_REQUIRED TASK_
Show every line in the rows below that contains the word "background".

_ITEMS_
+ + + + +

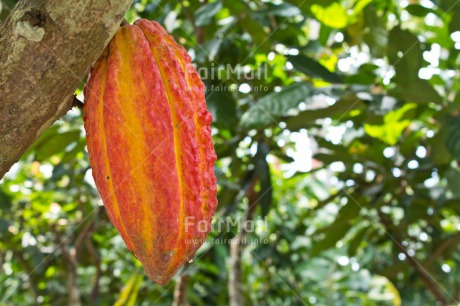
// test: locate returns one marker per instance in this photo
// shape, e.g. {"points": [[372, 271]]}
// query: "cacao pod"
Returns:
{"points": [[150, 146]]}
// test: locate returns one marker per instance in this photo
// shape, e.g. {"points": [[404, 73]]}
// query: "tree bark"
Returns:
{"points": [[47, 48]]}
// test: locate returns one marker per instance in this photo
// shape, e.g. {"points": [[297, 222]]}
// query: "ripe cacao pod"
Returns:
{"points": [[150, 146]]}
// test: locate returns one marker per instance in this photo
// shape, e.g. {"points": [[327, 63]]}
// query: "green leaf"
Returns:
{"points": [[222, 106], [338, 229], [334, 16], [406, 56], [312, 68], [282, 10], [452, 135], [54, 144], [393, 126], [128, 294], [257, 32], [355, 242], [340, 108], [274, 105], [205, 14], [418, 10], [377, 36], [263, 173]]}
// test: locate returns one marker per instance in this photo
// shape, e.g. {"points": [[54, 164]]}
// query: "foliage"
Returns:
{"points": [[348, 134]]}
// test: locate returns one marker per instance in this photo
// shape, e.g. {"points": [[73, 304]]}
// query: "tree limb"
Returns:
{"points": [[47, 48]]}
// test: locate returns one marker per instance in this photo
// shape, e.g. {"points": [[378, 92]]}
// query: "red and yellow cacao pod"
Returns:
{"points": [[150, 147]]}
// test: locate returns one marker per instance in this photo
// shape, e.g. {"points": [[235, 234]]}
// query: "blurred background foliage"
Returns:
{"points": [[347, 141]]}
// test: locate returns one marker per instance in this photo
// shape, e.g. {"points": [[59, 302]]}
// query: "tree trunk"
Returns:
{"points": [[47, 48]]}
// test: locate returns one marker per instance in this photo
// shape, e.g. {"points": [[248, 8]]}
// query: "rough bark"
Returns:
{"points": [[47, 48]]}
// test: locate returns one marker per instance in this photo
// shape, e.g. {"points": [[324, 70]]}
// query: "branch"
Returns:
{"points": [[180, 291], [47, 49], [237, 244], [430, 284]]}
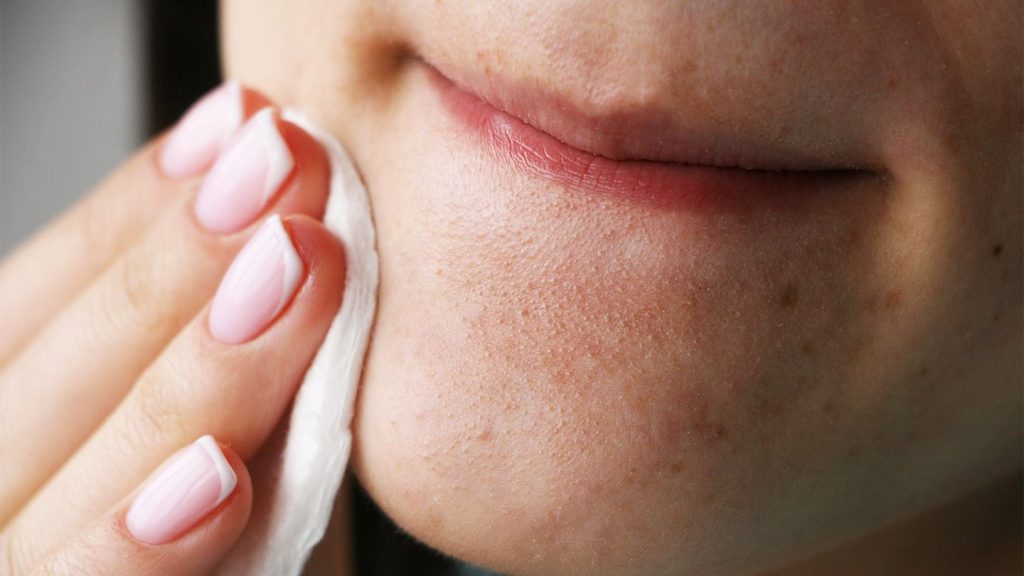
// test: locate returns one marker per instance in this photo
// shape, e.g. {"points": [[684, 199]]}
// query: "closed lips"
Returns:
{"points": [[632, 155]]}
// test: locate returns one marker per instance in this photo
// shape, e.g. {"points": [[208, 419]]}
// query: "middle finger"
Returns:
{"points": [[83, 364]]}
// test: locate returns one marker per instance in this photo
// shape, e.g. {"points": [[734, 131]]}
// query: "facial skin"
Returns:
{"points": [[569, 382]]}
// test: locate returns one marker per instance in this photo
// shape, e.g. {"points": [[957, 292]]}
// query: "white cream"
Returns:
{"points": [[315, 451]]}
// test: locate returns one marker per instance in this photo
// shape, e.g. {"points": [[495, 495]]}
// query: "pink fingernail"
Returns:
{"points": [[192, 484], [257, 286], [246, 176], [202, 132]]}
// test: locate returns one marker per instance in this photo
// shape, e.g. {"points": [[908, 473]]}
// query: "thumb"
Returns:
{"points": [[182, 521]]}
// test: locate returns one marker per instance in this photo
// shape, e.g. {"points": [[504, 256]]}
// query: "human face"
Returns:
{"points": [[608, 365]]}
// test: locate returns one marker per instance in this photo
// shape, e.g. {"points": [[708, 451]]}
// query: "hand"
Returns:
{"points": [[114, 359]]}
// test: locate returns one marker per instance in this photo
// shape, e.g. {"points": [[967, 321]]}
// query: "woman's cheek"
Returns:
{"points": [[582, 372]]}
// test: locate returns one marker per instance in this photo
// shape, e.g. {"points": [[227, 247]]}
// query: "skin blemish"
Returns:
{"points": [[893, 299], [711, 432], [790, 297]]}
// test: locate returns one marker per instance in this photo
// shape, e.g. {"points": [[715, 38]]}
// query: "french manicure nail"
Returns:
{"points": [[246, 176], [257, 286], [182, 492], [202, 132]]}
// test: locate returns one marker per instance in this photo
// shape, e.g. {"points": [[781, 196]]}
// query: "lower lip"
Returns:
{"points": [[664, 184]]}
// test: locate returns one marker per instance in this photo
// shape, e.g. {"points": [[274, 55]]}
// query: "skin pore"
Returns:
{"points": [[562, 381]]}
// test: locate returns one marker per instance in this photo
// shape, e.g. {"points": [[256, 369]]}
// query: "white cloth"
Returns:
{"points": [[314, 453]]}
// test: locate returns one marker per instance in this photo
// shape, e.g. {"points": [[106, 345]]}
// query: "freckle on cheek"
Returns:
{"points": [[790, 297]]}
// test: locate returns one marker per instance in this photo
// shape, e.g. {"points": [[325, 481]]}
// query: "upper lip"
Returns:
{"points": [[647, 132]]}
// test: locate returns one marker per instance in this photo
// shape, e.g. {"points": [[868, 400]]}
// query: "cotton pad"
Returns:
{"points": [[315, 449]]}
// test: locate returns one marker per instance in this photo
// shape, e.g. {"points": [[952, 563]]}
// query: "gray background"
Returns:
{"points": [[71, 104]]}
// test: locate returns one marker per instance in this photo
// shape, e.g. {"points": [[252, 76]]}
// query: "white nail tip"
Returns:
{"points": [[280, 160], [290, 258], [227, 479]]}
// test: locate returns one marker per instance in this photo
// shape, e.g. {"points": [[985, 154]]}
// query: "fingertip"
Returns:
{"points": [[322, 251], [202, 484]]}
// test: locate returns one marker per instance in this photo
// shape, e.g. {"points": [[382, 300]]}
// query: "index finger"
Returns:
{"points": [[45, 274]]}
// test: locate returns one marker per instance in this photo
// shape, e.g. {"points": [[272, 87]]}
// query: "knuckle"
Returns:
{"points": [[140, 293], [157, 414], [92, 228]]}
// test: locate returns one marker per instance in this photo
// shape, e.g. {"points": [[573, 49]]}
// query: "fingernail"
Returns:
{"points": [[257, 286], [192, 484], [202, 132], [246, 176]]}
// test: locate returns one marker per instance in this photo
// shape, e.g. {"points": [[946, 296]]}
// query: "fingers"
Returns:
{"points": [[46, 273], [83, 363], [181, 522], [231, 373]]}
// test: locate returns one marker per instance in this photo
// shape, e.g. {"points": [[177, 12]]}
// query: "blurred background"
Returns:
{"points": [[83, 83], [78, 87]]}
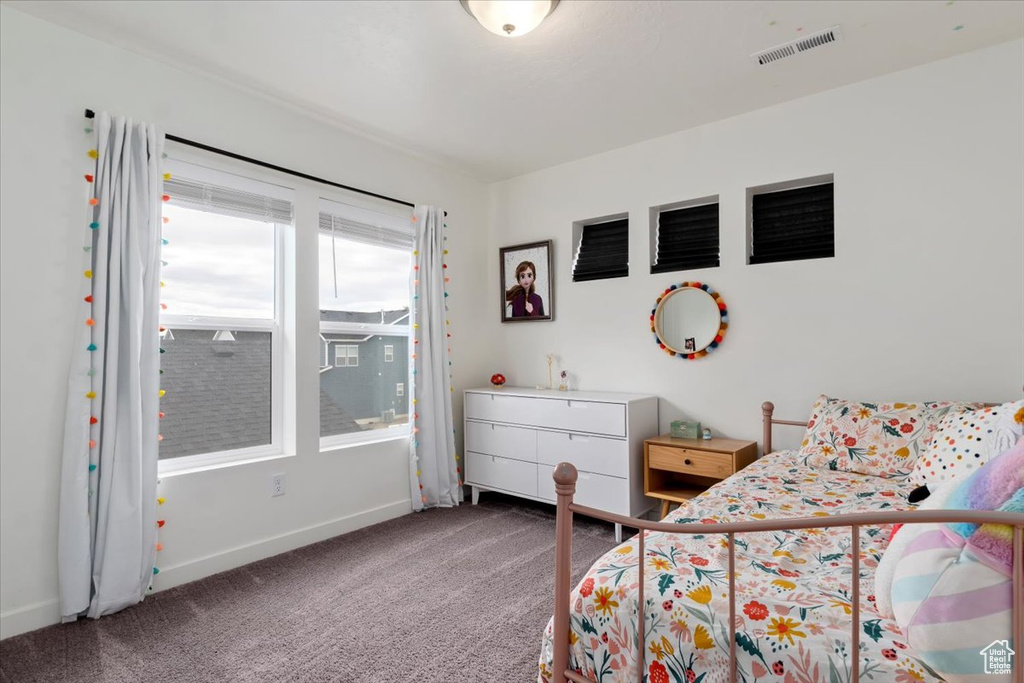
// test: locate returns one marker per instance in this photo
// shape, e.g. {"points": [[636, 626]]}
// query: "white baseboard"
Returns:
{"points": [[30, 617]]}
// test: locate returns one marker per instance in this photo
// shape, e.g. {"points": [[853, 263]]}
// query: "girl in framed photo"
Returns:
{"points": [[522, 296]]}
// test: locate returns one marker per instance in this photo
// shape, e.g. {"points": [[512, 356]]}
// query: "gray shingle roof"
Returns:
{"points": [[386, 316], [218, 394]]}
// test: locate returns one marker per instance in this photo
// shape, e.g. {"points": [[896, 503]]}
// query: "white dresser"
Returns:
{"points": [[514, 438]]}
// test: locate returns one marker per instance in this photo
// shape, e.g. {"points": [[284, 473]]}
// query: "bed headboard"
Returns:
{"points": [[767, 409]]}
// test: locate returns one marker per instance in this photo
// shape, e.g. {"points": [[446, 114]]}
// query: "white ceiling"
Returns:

+ + + + +

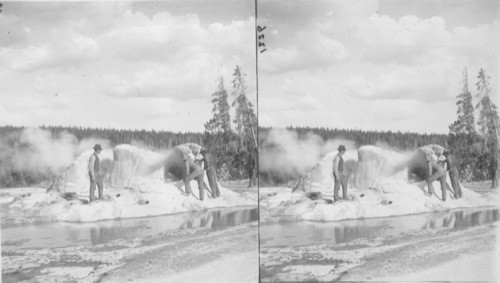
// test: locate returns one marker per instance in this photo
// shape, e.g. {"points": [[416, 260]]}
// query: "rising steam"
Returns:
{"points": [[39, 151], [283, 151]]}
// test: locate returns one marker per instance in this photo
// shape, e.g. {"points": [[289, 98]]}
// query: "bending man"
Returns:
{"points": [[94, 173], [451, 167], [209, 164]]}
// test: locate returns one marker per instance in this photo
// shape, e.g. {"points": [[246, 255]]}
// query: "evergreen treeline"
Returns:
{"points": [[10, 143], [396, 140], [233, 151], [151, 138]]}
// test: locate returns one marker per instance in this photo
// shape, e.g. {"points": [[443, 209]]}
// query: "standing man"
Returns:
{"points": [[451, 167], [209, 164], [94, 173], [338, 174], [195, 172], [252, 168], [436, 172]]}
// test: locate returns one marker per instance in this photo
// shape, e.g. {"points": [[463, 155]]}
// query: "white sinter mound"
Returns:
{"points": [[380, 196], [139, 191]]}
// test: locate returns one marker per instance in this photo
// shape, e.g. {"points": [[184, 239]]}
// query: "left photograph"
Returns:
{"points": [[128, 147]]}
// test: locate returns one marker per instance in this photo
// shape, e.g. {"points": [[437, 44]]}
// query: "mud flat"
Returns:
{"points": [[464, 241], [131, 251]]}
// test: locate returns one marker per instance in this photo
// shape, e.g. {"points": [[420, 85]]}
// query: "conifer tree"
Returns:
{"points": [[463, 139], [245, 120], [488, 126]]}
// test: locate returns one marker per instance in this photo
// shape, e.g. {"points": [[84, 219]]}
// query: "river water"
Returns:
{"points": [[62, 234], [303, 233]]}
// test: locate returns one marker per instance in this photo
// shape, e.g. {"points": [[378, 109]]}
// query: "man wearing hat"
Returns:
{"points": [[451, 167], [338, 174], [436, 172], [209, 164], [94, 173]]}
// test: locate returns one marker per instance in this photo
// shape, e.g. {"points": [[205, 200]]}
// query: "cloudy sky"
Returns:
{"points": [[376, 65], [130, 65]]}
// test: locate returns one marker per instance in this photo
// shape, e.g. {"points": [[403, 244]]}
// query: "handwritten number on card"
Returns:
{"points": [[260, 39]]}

+ + + + +

_COMPLETED TASK_
// query: "blurred background foliage"
// query: "gray background"
// query: "blurred background"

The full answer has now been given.